──────── SOURCE DATA
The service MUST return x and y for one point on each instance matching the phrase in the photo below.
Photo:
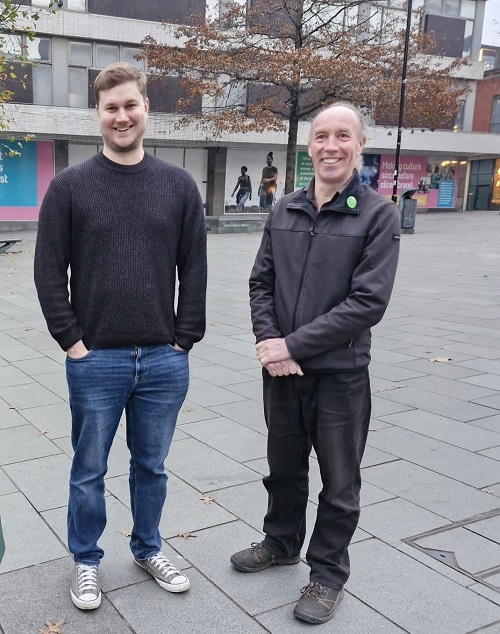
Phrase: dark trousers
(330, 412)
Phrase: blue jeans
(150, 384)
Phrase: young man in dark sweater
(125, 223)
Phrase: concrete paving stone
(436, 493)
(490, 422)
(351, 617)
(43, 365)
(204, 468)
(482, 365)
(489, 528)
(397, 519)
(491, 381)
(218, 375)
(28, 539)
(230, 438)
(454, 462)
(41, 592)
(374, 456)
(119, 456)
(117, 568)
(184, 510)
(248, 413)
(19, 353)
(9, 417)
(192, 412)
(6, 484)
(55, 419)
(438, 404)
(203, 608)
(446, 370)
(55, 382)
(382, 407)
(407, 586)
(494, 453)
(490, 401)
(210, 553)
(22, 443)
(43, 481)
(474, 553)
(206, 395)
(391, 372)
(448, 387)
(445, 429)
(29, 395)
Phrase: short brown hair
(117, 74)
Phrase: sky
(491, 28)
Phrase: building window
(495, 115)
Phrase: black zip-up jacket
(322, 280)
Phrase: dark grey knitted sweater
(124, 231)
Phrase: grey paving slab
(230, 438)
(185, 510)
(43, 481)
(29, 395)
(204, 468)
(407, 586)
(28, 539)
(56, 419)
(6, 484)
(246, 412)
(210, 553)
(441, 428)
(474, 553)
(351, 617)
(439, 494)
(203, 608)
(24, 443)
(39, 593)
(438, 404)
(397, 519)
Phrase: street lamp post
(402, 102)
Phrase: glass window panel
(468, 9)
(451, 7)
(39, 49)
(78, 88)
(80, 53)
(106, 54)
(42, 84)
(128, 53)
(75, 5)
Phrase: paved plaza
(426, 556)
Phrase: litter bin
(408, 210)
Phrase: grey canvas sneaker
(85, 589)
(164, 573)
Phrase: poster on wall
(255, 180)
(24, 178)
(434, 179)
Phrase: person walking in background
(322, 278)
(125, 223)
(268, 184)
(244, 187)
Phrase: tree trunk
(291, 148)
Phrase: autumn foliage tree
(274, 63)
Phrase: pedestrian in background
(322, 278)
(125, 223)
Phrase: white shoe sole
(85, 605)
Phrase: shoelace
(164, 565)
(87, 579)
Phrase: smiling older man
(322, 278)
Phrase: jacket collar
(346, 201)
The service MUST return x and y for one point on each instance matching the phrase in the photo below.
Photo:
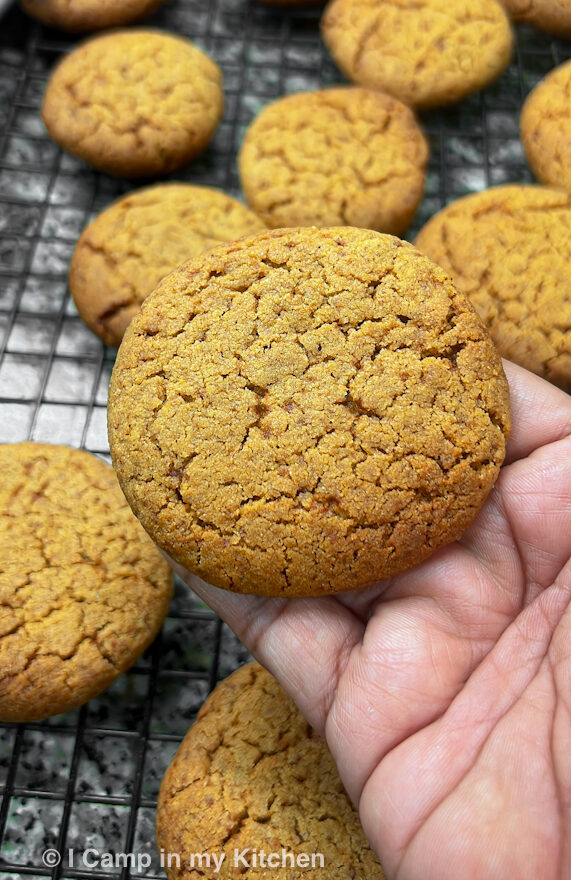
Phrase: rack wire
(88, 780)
────────────────
→ **GOAL OF THE EXERCISE**: Each line above is to be copied verbatim. Drop any image from the copy.

→ **RESPONSE AREA**:
The service MUST return x and y for one point on each instance matching the phrase in the photo below.
Photo:
Phrase: dark trousers
(330, 412)
Phrase: blue jeans
(150, 384)
Phrase: young man in dark sweater
(125, 223)
Phrase: concrete paving stone
(436, 493)
(490, 422)
(351, 617)
(43, 365)
(204, 468)
(482, 365)
(489, 528)
(397, 519)
(491, 381)
(218, 375)
(28, 539)
(230, 438)
(454, 462)
(41, 592)
(374, 456)
(119, 456)
(117, 568)
(184, 510)
(248, 413)
(19, 353)
(9, 417)
(192, 412)
(6, 484)
(55, 419)
(438, 404)
(203, 608)
(446, 370)
(55, 382)
(382, 407)
(407, 586)
(494, 453)
(490, 401)
(210, 553)
(22, 443)
(43, 481)
(474, 553)
(206, 395)
(391, 372)
(448, 387)
(445, 429)
(29, 395)
Phrase: short brown hair
(117, 74)
Phrase: sky
(491, 28)
Phrase: building window
(495, 115)
Phrase: black zip-up jacket
(322, 280)
Phrase: dark grey knitted sweater
(124, 231)
Phrase: grey paving slab
(230, 438)
(185, 510)
(43, 481)
(29, 395)
(204, 468)
(407, 586)
(28, 539)
(56, 419)
(6, 484)
(246, 412)
(210, 553)
(441, 428)
(474, 553)
(351, 617)
(439, 494)
(203, 608)
(24, 443)
(39, 593)
(438, 404)
(397, 519)
Phrase: street lamp post
(402, 102)
Phrase: glass window panel
(468, 9)
(451, 7)
(39, 49)
(78, 88)
(80, 53)
(106, 54)
(42, 84)
(128, 53)
(75, 5)
Phrase: paved plaza
(426, 556)
Phrase: litter bin
(408, 210)
Phrase: grey canvas sneaker
(85, 589)
(164, 573)
Phrase: poster on wall
(255, 180)
(24, 178)
(434, 179)
Phrase: person walking in background
(322, 278)
(125, 223)
(268, 184)
(244, 187)
Phrase: tree trunk
(291, 148)
Phrase: autumn foliage tree
(274, 63)
Phrase: pedestrian in background
(322, 278)
(125, 223)
Phrase: white shoe sole
(85, 605)
Phrase: shoelace
(164, 565)
(87, 579)
Phrase: smiling older man
(322, 278)
Phrase: jacket collar
(346, 201)
The service MUST return x and y for one point on each instance matching the phrase in the photo below.
Photo:
Phrase: rack wire
(88, 780)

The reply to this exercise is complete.